== What to produce ==
Please decide whether each statement agrees with the article on the anti-nautch movement: (a) in the early days of the East India company, British commonly hired nautch-girls for their social functions; (b) Reverend J. Murdoch urged the British to attend nautch parties; (c) in Victorian India, a Britisher accused of "going native" was held in high regard. For each, answer yes or no and quote exactly the words of the article that decide it.

== Source ==
<<<<

THE TAWAIF, THE ANTI - NAUTCH MOVEMENT, AND THE DEVELOPMENT OF NORTH INDIAN CLASSICAL MUSIC:

Part 5 - The Anti-Nautch Movement

by David Courtney working tools

Tawaifs

 




Part 1 - Introduction
Part 2 - The Tawaifs
Part 3 - Evolution of the Will to End the Tawaifs
Part 4 - Evolution of the Means to End the Tawaifs
Part 5 - The Anti-Nautch Movement - This Page
Part 6 - The Passing of the Torch
Part 7 - Affects of the Anti-Nautch Movement on North Indian Music
Part 8 - Epilogue

SUMMARY OF TOPICS COVERED EARLIER

The tawaifs were an Indian equivalent of the Japanese geisha. At the end of the 19th century there was a British inspired persecution of dancing girls.  This persecution included the tawaif.  However for there to be an effective persecution, there had to be both a will as well as the means to carry it out.  The will was provided by a combination of Victorian moralistic and political considerations.  The means was provided by the British consolidation of their control over the Indian subcontinent.

We have shown at great lengths the mustering of both the will to execute an anti-nautch movement, as well as the events which gave Britain sufficient resources and control over the subcontinent to actually carry it out.  In this next section, we will see how various social forces and imperial machinery fell into place for the execution of the anti-autch movement.  We will get a glimpse as to how it was carried out.  We will also examine the dissolution of the tawaif tradition.

 

Conditions In India Leading to the Anti Nautch Movement

By the late 19th century, many things had changed in regards to British living in India.  Whereas a century earlier, social intercourse between Indians and British expatriates had been extensive, in the Victorian era, this tended to be frowned upon.  Earlier generations of British freely married Indian women and merged with the local population.  But in Victorian India, interactions were carefully proscribed by etiquette.  Any Britisher who went beyond the necessary interactions might be accused of "going native".  This was of course a great social sin and caused the offender to be subjected to extreme ostracism.  While earlier generations of British knew very well that they were economically and technologically no better than their Indian counterparts, later British were completely convinced that British culture was superior to Indian culture in every regard.  This mindset created a widespread disdain for the local culture and traditions.

Such disdain for the local culture was easily demonstrate in the deteriorating relations between the British and tawaifs.  In the early days of the East India company, it was very normal for British to hire nautch-girls (many of whom were tawaifs) to dance at their social functions.  However by the later part of the 19th century, social functions tended to be more of the ballroom dancing that one might find in England.  Indian dancing started to be frowned upon.

Official function with traditional nautch

Official function with traditional nautch




The rising unacceptability of Indian dance and its practitioners is illustrated by an incident that occurred in 1890.  Prince Albert visited India and was entertained to a traditional Indian dance.  Visiting dignitaries had been entertained to traditional Indian dance for as long as anyone was aware; however this time things were little different.  There were protests from many quarters, especially from a Christian missionary by the name of Reverend J. Murdoch.  He printed a number of publications strongly condemning these "nautch parties" and called for all British to refrain from attending them.

>>>>

== Listed records ==
<<<<

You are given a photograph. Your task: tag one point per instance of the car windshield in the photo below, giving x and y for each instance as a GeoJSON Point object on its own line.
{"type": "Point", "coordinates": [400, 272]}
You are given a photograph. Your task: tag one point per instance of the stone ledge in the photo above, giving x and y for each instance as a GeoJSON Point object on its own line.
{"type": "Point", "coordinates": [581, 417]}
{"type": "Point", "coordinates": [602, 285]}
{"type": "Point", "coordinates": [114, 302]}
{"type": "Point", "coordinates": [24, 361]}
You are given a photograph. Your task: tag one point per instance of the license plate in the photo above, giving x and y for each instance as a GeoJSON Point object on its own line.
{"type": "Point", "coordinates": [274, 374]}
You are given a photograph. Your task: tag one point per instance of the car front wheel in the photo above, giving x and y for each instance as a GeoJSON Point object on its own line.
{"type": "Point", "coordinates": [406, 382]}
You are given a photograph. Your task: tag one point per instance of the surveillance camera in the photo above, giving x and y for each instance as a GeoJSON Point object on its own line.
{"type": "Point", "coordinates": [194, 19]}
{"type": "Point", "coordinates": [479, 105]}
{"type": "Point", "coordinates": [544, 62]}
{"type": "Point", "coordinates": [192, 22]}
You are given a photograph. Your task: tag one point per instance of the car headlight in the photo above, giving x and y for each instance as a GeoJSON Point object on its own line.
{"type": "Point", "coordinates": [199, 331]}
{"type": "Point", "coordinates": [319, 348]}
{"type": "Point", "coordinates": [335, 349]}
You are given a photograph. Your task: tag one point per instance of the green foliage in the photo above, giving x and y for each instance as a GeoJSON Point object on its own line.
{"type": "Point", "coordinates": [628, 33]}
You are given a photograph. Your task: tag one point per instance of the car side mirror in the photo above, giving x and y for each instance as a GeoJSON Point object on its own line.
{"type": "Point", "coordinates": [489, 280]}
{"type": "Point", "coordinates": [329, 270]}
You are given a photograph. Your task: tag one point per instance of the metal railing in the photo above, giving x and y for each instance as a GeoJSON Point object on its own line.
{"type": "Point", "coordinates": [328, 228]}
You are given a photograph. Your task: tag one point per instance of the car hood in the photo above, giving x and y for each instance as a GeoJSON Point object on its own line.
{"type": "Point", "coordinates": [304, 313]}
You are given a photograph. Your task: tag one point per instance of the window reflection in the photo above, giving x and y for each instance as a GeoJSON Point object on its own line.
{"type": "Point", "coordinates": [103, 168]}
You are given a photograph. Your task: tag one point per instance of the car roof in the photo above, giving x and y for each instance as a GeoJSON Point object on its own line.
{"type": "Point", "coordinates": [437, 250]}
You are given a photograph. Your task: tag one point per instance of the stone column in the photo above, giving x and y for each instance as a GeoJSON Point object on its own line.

>>>>

== Completed task ==
(a) Yes: "In the early days of the East India company, it was very normal for British to hire nautch-girls (many of whom were tawaifs) to dance at their social functions."
(b) No: "called for all British to refrain from attending them."
(c) No: "This was of course a great social sin and caused the offender to be subjected to extreme ostracism."